**Passage provided**.
Skip to content

Prompt Scoring

Scoring is the mechanism that turns subjective prompt quality into a measurable number. Every test case produces a score between 0 and its maxScore. The aggregate of all test case scores gives you an averageScore for the prompt, and comparing averages between two versions tells you definitively which one performs better.


const result = await runTest({ prompt, testCase, llm });

The returned TestResult object contains:

FieldTypeDescription
testCaseIdstringID of the test case that was run
promptIdstringID of the prompt that was tested
responsestringRaw string returned by the LLM
scorenumberScore awarded for this case (0 – maxScore)
maxScorenumberMaximum possible score for this case
passedbooleantrue when score === maxScore
evaluatedAtstringISO timestamp of the evaluation
  1. The prompt content is rendered with testCase.input variable values.
  2. The rendered string is passed to your llm function.
  3. The raw response is compared against testCase.expectedOutput:
    • If expectedOutput is a plain string: the score is maxScore when the response contains the expected substring (case-insensitive), 0 otherwise.

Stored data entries
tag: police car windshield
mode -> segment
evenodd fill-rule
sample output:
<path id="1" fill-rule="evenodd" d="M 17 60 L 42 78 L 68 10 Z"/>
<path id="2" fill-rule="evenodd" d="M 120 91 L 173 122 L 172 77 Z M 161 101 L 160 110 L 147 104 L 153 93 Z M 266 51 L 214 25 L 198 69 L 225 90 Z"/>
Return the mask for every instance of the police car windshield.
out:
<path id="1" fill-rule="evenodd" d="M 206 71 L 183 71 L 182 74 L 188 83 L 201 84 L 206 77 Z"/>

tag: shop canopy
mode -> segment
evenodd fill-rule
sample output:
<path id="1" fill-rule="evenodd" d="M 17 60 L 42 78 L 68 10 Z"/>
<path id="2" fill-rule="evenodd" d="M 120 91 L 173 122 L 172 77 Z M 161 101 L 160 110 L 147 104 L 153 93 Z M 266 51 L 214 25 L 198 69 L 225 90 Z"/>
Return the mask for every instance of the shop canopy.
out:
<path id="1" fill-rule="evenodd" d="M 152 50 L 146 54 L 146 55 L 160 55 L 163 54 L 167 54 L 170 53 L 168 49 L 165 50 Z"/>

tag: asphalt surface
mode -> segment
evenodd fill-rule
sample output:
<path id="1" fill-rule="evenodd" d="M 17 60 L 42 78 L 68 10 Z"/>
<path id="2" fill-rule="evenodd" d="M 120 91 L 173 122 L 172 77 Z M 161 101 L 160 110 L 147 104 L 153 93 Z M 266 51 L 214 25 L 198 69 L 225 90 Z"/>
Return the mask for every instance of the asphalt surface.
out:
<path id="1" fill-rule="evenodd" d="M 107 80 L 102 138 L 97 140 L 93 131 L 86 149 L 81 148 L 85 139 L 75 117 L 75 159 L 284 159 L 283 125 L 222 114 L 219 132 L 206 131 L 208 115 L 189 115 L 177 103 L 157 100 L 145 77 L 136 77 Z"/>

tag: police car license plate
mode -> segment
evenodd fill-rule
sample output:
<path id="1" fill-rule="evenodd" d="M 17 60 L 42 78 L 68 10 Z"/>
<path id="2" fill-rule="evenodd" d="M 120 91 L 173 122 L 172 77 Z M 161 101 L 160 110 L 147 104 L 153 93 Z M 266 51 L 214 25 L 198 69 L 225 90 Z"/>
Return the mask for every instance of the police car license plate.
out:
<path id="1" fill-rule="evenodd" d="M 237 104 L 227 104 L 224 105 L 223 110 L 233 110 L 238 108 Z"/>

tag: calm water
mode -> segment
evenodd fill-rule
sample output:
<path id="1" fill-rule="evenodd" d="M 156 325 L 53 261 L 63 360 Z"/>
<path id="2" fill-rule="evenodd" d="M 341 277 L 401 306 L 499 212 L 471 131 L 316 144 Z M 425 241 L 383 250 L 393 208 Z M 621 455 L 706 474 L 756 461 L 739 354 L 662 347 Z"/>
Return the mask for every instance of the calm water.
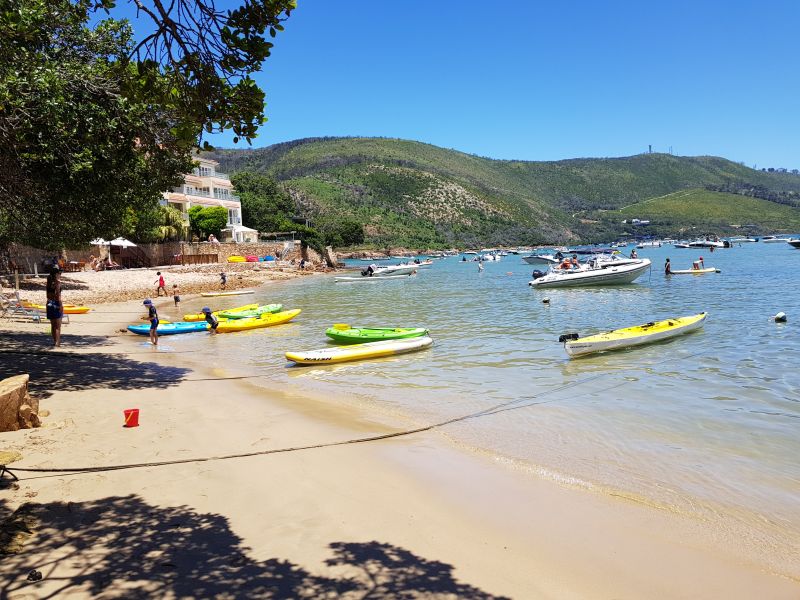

**Work to complete**.
a. According to the page on prompt scoring, under what condition is a test result marked as passed?
b. Reproduce word for word the part of the prompt scoring page starting with "The returned TestResult" and going on through "your llm function.".

**Results of the tasks**.
a. A test result is marked as passed when its score equals its maxScore.

b.
The returned TestResult object contains:

FieldTypeDescription
testCaseIdstringID of the test case that was run
promptIdstringID of the prompt that was tested
responsestringRaw string returned by the LLM
scorenumberScore awarded for this case (0 – maxScore)
maxScorenumberMaximum possible score for this case
passedbooleantrue when score === maxScore
evaluatedAtstringISO timestamp of the evaluation
  1. The prompt content is rendered with testCase.input variable values.
  2. The rendered string is passed to your llm function.